▶ **EXERCISE DIRECTIONS**
Even where a record seems odd, copy it exactly as it appears below.

▶ **GIVEN INFORMATION**
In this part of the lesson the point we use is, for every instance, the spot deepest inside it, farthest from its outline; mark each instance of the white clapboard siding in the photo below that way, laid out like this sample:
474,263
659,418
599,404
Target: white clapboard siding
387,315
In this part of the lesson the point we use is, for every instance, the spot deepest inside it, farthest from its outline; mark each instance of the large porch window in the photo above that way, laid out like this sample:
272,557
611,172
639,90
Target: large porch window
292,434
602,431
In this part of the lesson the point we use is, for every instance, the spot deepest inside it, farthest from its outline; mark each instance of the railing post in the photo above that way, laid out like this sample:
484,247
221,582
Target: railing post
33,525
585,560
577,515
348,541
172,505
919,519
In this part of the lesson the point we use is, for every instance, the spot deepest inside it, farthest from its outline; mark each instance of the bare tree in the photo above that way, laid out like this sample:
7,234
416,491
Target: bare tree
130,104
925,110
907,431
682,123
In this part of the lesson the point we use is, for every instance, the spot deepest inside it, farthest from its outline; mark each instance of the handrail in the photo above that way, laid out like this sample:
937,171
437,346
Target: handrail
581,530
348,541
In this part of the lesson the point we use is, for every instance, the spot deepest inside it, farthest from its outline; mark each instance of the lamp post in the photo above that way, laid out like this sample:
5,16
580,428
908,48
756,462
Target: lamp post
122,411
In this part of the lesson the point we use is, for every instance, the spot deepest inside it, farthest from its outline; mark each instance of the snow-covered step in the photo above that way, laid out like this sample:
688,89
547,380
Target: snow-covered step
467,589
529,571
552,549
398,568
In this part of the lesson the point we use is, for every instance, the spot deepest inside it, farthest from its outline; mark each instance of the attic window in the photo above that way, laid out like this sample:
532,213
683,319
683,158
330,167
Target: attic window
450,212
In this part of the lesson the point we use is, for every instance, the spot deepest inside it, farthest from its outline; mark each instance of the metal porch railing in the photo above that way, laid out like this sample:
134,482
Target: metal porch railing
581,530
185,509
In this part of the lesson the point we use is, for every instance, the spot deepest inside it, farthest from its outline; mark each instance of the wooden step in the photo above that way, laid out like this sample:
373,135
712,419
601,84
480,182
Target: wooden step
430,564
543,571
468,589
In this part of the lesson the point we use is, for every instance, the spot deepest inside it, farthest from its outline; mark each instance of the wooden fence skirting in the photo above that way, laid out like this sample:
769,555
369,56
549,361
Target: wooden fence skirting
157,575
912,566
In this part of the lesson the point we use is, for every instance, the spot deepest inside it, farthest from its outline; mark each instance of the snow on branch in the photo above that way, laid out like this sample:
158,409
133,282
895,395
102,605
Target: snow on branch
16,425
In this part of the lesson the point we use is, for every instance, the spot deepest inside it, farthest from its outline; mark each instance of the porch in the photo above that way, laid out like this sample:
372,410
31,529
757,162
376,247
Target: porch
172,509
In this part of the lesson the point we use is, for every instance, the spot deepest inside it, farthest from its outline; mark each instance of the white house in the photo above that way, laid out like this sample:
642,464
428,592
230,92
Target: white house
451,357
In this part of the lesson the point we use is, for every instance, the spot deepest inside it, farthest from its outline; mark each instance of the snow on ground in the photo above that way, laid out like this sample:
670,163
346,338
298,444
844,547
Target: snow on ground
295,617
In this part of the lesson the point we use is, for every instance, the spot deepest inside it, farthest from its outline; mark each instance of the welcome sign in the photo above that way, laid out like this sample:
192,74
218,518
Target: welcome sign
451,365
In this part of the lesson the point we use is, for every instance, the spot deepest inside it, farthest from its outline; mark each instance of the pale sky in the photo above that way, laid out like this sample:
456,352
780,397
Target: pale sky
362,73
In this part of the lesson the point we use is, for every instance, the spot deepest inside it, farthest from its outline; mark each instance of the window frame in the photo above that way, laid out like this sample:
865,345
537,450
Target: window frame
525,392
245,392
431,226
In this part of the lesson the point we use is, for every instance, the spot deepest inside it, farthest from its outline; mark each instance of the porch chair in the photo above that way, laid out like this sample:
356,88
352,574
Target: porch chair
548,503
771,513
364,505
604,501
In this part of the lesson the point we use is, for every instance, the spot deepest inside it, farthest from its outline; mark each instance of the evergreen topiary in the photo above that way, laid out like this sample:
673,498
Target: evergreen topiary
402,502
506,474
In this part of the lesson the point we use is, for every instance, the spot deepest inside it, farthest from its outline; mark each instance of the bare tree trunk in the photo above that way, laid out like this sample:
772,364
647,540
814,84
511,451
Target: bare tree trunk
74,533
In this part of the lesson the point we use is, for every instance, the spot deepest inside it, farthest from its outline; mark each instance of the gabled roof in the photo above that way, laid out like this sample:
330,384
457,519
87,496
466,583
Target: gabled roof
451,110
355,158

▶ **ANSWER BOX**
In this part of the lesson the point we use is, for every instance, the spot deepest inside it, farthest from its outline; mark each instance of the white clapboard siding in the photo below that way, laid out like this sample:
474,263
659,418
599,404
Target: white clapboard siding
387,315
In this part of the lesson the point we use is, for every instance, the spot deepest inside it, farthest from its outline; mark each instance of the large porch window in the photo above that way, laid out like this sample:
272,557
611,172
639,90
Target: large porch window
292,434
602,431
In this part of the lesson the point we use is, for every instance, the spot deepest inside it, farthest from its outline; mark each instance of the railing post in the photo above that way, laid out like this sample:
484,247
221,582
Target: railing post
33,525
585,560
577,515
348,541
172,505
919,519
In this part of the lesson the point we use is, for every instance, the spot deepest inside it, farthest from its outline; mark each instance of the bare tree in the photo above that way, laid out like this sample:
7,234
416,491
Target: bare tree
130,104
925,110
907,431
682,123
In this part of the lesson the point we use is, for every instance, the spot deepest inside it, farthest from its outline; mark each instance of the handrail in the photo above that way, laid out like this sample:
937,171
437,346
Target: handrail
581,530
348,541
In this part of the lesson the point we use is, for every instance, the spot deepest inside it, farthest from its outline; mark each instance of the lamp post in the photo above that way, laid out like this sample:
5,16
580,428
908,48
756,462
Target: lamp post
122,411
In this part of the lesson the point we use is, for every instance, the spot deepest inside it, farthest from its outline; mark each instance of the snow-covered step in the photo above that way, laid out like this sample:
688,89
547,380
Target: snow-covered step
467,589
529,571
552,549
398,568
In this part of the lesson the point we use is, for every instance, the spot deepest inside it, farthest from its outline; mark each instance of the attic window in the photo above that way, laid out like this sample:
532,213
683,319
683,158
330,167
Target: attic window
450,212
In this part of the lesson the point we use is, for every instance, the spot deepest inside it, farthest from its outline; mark each instance of the metal porch railing in the photo above that way, laid out like this sample:
134,482
Target: metal porch railing
581,530
185,509
In this part of the lesson the point we use is, for every instance, the spot deepest inside it, farthest from its outline; mark each instance of the wooden step in the photo above that way, laid out like this sample:
373,135
712,419
601,84
480,182
Target: wooden step
430,564
543,571
468,589
In this part of the lesson the point we use is, for every instance, the spot deepest inside it, farthest from its outline; mark each instance of the wooden fence skirting in the photo above that way, laid out like this sample:
769,555
369,56
549,361
Target: wooden fence skirting
157,575
912,566
In this part of the lesson the point we use is, for every instance, the spot deepest inside it, farthest from its outline; mark each instance of the snow on branch in the photo above that way, laid out like this sample:
158,409
133,282
895,395
102,605
Target: snow on branch
16,425
In this part of the lesson the point we use is, for every instance, the spot deepest inside it, farthest from its outline; mark each instance of the porch in the photo above that way, laid out like this sample:
372,410
31,529
757,162
376,247
Target: porch
172,509
In this part of the lesson the point we use is, for every instance, the spot deepest inside it, farthest from its outline; mark each instance of the white house in the photo above that way, laid out like this sample:
642,464
428,592
230,92
Target: white house
451,357
In this part of the lesson the point we use is, for every instance, the spot deepest inside it, farthest from its outline; mark each instance of the snow on ground in the photo above that way, laid out like this sample:
670,163
346,338
298,444
844,547
Target: snow on ground
295,617
In this part of the lesson the point we use is, for every instance, the spot deepest inside it, farthest from its outline; mark each instance of the welcome sign in the photo above that way, laid out like this sample:
192,74
218,518
Target: welcome sign
451,365
In this part of the lesson the point we use is, for every instance, the spot deepest inside it, farthest from its outline; mark each instance of the pale sky in the photo above that way, laid out like this sample:
456,352
780,397
Target: pale sky
362,73
In this part of the lesson the point we use is, for every instance, the spot deepest inside it, farthest from its outline; mark each instance of the window frame in the photo above that way, laid out like this sample:
865,345
537,450
Target: window frame
525,392
245,392
431,226
In this part of the lesson the point we use is, for every instance, the spot deepest inside it, farthest from its outline; mark each instance of the porch chair in the photo above that way, laid out like this sample:
356,88
352,574
Target: porch chair
548,503
771,513
364,505
604,501
In this part of the lesson the point we use is, for every instance, the spot deepest inside it, farthest from its outline; mark each instance of the evergreen topiary in the photo above that way, laid out like this sample:
673,498
Target: evergreen topiary
402,502
506,474
In this part of the lesson the point we use is, for every instance, the spot deepest inside it, farthest from its outline; mark each instance of the bare tree trunk in the photo above that way, laid out like this sample:
772,364
647,540
814,84
511,451
Target: bare tree trunk
74,533
In this part of the lesson the point we use is, for every instance, the spot deepest inside it, farthest from its outline; mark each instance of the gabled roof in the photo above that way, laid out like this sample:
330,384
457,519
87,496
466,583
Target: gabled roof
451,110
355,158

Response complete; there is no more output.